*DOCUMENT EXTRACT*.

════

# Lambert Brothers



## Leslie Richmond

I am looking for any photos of Lambert Bros ships when they were managed by Salen (UK) (Was Whitco Marine)

In the 1970's Whitco managed 4 ships "The Temple Boats"

Temple Inn
Temple Bar
and I forget the name of the other two.

Any News or pictures ? I served as 2/0 on the Temple Inn when on charter to a Canadian Timber firm.

Regards

Les Richmond


----------



## trotterdotpom

The other two were probably Temple Hall and Temple Arch, Les.

Sorry no photos - but you may be able to find something from someone at www.scottishshipmanagement.com 

By the way, Temple Bar is still sailing as "Algonorth", Canadian flag. Photos in gallery, I think.

John T.


----------



## Leslie Richmond

Many Thanks

I will check out Scottish ship management

Cheers

Les Richmond


----------



## Leslie Richmond

Scottish Ship management site is a good site. Found them all and interestiung to see all their history

Many Thanks

Les


----------



## trotterdotpom

No worries Les, glad you found it interesting.

John T.


----------



## aleccrichton1982

*temple boats*



Leslie Richmond said:


> I am looking for any photos of Lambert Bros ships when they were managed by Salen (UK) (Was Whitco Marine)
> 
> In the 1970's Whitco managed 4 ships "The Temple Boats"
> 
> Temple Inn
> Temple Bar
> and I forget the name of the other two.

════

*Dataset records*.
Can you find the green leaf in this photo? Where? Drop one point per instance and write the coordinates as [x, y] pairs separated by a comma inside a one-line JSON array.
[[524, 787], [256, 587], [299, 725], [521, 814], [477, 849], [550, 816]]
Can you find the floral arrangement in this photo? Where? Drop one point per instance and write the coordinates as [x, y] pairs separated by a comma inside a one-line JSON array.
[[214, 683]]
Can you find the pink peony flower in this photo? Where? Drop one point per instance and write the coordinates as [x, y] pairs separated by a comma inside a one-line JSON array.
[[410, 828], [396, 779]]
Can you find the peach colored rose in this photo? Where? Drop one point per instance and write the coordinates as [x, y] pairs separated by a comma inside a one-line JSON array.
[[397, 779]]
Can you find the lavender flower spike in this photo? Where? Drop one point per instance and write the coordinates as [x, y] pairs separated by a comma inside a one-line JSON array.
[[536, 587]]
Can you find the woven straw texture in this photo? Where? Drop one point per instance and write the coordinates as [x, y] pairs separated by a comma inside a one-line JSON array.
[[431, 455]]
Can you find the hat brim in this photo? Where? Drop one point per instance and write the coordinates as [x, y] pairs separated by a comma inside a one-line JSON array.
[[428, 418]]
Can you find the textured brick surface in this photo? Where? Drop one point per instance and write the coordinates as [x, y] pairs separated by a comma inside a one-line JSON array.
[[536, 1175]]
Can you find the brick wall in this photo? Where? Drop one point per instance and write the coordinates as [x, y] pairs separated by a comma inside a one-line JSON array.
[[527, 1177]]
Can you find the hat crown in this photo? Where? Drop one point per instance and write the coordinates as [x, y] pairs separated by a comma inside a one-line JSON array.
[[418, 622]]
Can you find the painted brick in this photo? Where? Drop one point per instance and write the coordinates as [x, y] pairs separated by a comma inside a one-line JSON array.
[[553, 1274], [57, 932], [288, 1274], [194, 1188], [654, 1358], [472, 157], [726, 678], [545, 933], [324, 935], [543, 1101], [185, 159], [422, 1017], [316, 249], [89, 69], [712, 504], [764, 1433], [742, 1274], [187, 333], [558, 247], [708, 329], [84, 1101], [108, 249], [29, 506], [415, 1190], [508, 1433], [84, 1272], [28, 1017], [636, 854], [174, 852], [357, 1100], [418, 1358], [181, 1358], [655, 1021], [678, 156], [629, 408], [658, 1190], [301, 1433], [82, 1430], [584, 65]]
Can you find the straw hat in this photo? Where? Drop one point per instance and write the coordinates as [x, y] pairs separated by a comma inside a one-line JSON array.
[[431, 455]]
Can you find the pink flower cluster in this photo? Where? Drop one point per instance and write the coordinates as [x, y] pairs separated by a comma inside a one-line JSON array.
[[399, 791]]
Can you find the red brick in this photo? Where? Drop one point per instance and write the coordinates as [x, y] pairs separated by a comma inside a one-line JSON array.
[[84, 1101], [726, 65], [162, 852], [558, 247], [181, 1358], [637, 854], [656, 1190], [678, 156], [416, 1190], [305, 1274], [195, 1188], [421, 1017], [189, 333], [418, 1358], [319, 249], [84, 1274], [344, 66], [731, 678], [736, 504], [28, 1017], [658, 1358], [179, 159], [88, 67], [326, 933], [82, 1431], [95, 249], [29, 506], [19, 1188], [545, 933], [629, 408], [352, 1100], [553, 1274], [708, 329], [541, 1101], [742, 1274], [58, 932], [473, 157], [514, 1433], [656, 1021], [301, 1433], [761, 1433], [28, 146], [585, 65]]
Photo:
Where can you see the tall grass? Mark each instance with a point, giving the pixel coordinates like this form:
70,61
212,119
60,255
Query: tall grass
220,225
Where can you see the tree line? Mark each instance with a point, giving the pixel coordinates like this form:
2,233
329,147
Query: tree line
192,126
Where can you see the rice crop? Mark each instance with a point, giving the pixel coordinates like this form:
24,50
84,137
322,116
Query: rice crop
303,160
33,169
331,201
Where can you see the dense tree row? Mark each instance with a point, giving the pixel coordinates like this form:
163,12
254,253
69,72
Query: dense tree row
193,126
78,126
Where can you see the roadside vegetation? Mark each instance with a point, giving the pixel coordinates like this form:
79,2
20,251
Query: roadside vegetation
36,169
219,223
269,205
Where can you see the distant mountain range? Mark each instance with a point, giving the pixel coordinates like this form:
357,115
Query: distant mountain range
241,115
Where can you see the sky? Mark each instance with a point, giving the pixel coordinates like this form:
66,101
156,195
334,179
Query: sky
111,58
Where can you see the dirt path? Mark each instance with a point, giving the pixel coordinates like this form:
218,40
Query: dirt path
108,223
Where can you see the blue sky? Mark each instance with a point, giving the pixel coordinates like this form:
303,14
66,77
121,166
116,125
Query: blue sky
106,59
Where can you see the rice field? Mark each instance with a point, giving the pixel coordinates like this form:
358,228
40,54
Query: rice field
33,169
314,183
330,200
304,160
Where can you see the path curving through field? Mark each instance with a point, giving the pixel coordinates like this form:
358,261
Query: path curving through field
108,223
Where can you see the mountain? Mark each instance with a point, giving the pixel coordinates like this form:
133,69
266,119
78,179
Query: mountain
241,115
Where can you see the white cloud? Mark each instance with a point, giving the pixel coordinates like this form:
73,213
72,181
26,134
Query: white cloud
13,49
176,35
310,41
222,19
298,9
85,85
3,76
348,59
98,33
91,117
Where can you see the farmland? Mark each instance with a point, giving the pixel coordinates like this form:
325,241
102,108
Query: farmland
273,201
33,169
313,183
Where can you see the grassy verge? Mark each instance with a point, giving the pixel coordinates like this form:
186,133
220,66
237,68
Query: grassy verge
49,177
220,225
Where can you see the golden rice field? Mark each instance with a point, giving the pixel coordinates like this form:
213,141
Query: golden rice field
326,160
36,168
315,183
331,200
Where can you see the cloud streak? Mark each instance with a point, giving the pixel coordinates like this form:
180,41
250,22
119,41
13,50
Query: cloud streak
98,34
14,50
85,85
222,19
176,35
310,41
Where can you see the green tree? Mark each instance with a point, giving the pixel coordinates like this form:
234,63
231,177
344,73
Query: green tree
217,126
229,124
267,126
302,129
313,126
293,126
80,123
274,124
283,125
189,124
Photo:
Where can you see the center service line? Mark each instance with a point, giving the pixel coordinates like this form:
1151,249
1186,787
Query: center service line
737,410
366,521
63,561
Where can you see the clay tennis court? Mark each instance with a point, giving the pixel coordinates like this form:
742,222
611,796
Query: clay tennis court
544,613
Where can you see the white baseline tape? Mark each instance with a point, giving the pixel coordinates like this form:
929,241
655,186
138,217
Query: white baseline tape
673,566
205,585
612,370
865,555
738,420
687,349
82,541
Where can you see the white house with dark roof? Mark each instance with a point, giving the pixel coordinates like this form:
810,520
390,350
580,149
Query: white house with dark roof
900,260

════

*WHAT YOU WILL DO*.
A: Please print the section of the Lambert Brothers forum thread from "Scottish Ship management site" up to and including "found it interesting.".
B: Carry on the Lambert Brothers forum thread from the point where it ends.

*ANSWERS GIVEN*.
A:
Scottish Ship management site is a good site. Found them all and interestiung to see all their history

Many Thanks

Les


----------



## trotterdotpom

No worries Les, glad you found it interesting.

B:
> 
> Any News or pictures ? I served as 2/0 on the Temple Inn when on charter to a Canadian Timber firm.
> 
> Regards
> 
> Les Richmond


 temple hall is on rocks off aricefe harbour lanzarote you also had temple mane and temple lane.temple hall was my first trip 1967


----------



## Banni

If you go into the gallery search and put in Temple Hall - two of the photos that come up are ones I took of the wreck whilst on holiday. for your info.


----------



## oldsalt1

The Temple Hall on the rocks at Aricefe is from a different generation. 
The four managed by Scottish Ship management and then Whitco were the Temple Arch, Temple Inn, Temple Bar and Temple Hall. All four were bulkers and built with the infamous Ruston AO's which were later replaced with Stork Workspoors. 
The Temple Hall is also still around, she was originally bare boat chartered to British Phosphate Commissioners with an Australian crew. After being sold by Lamberts in 1977 she was converted to a pipe burying ship and renamed Seaway Sandpiper she is now a stone dumping ship under Boskalis ownership renamed Sandpiper.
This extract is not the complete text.